# Goal
Reproduce verbatim the final portion of the material below, from the line containing "white front door." through its last line, and nothing else.

# Raw records
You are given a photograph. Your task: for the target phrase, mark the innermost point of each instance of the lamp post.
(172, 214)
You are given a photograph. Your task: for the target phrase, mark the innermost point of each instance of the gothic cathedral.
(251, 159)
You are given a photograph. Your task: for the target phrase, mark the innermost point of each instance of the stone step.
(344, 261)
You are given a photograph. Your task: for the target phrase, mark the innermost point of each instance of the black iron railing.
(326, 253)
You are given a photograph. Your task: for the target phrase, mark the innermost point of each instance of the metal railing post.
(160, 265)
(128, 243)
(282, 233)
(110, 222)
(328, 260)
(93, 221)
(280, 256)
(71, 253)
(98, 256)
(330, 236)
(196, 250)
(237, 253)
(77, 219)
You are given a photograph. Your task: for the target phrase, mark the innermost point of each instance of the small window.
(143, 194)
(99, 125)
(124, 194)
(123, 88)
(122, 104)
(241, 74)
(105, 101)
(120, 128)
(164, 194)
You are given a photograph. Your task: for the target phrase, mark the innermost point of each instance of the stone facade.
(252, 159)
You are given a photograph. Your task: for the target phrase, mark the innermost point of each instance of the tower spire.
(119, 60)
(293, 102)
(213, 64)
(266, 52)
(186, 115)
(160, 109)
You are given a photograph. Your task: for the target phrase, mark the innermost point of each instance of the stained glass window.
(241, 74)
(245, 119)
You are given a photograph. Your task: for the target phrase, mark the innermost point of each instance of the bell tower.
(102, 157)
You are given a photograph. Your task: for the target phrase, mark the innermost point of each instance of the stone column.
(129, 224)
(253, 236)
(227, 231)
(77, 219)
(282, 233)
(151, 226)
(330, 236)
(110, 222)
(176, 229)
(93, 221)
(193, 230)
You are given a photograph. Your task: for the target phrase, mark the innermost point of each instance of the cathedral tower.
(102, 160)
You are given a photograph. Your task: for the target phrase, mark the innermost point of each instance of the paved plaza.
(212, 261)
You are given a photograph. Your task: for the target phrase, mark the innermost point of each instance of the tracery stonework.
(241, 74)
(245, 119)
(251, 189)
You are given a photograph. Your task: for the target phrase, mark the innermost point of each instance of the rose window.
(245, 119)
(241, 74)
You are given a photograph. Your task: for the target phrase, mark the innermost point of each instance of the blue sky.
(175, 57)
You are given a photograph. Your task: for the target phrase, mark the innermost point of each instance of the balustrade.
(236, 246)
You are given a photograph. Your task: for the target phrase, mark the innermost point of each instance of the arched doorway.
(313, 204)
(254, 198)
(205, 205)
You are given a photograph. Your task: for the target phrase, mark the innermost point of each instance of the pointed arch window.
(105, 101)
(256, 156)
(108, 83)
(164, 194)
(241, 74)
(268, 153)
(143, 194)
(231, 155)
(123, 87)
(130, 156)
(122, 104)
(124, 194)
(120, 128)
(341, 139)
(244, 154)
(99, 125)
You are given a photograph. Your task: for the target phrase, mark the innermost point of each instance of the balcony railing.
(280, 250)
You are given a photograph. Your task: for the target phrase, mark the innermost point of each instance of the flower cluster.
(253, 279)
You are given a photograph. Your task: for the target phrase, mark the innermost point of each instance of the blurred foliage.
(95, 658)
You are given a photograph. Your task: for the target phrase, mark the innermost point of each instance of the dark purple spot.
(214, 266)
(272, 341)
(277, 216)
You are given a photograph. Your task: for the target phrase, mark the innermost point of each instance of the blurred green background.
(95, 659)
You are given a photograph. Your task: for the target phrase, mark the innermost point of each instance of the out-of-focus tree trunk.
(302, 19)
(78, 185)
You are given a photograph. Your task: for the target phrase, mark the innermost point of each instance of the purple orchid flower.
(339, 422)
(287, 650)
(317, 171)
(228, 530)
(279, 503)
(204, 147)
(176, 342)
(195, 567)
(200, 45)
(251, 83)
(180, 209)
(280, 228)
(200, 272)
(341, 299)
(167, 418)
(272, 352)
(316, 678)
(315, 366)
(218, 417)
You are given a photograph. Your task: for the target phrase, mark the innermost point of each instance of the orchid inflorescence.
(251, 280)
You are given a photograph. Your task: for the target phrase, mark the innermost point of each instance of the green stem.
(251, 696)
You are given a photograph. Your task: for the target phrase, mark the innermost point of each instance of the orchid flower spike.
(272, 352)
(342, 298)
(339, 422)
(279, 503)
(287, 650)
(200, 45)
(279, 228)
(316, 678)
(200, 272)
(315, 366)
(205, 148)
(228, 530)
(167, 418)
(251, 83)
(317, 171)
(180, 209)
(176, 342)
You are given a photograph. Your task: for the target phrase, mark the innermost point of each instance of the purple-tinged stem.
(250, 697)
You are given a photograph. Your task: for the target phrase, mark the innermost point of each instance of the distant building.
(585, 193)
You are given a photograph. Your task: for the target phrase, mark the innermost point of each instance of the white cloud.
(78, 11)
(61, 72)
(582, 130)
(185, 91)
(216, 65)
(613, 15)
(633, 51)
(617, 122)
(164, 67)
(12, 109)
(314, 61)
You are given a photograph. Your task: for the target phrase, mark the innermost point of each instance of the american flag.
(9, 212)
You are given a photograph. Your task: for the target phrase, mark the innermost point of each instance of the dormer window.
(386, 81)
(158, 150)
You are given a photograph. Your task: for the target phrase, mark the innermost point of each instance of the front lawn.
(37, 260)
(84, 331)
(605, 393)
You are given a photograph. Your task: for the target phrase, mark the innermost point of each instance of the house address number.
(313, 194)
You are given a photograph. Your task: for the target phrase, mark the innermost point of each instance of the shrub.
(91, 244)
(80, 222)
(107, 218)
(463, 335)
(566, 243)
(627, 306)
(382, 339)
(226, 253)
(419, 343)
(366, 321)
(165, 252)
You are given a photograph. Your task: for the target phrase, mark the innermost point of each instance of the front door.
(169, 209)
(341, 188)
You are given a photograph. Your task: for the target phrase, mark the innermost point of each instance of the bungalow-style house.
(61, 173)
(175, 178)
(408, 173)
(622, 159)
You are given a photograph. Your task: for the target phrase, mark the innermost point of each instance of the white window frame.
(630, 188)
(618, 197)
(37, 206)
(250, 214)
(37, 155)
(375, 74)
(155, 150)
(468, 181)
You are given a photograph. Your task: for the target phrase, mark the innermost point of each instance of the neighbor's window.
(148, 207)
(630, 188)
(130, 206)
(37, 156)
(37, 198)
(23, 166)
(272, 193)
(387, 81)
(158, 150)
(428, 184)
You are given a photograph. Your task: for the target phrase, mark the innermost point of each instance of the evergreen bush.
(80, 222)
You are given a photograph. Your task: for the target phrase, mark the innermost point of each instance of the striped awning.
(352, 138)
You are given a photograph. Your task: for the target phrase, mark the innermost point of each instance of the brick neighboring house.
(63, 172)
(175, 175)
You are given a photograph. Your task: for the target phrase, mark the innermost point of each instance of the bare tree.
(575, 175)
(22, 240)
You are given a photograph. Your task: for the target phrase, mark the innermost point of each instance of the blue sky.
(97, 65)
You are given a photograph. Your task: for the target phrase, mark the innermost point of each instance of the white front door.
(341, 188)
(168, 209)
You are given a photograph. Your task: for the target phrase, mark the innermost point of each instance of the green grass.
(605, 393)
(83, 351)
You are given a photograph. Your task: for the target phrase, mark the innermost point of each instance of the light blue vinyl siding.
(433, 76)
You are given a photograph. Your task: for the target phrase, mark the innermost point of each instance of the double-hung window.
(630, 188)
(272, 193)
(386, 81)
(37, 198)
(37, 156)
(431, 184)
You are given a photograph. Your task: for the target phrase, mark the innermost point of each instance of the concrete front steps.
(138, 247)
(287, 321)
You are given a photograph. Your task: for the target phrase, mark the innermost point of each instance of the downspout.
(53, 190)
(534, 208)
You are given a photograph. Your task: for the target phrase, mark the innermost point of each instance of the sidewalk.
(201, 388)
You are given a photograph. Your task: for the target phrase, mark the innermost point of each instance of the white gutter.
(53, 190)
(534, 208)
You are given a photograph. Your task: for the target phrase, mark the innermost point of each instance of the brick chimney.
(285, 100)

# Output
You are given a photograph. Your task: for the target phrase, mark the innermost point of each instance of the white front door.
(341, 188)
(168, 209)
You are given a photograph. Your task: for the target phrase, mark the innermost point of each instance of the green grass.
(605, 393)
(83, 351)
You are given a photograph. Your task: for the target phrase, mark the innermost point of each instance of the light blue vinyl siding.
(433, 76)
You are given a photograph. Your task: for the target phrase, mark the innermost point of each instance of the double-hung window.
(630, 188)
(272, 193)
(386, 81)
(37, 198)
(37, 156)
(431, 184)
You are given a photograph. Your task: for the target phrase, mark the innermost point of each instance of the concrete front steps.
(138, 247)
(287, 321)
You are given a photograph. Your task: for the target phrase, mark the innermost point of each instance of the downspout.
(53, 190)
(534, 208)
You are given a photograph. Your task: for the target phrase, mark the innermost point of each instance of the sidewalk.
(201, 388)
You are given a photograph. Your task: for the target phrase, mark the innermost point of each instance of the white gutter.
(53, 190)
(534, 208)
You are given a photograph. Your task: for the target phrase, mark the innermost point of each instance of the brick chimney.
(285, 100)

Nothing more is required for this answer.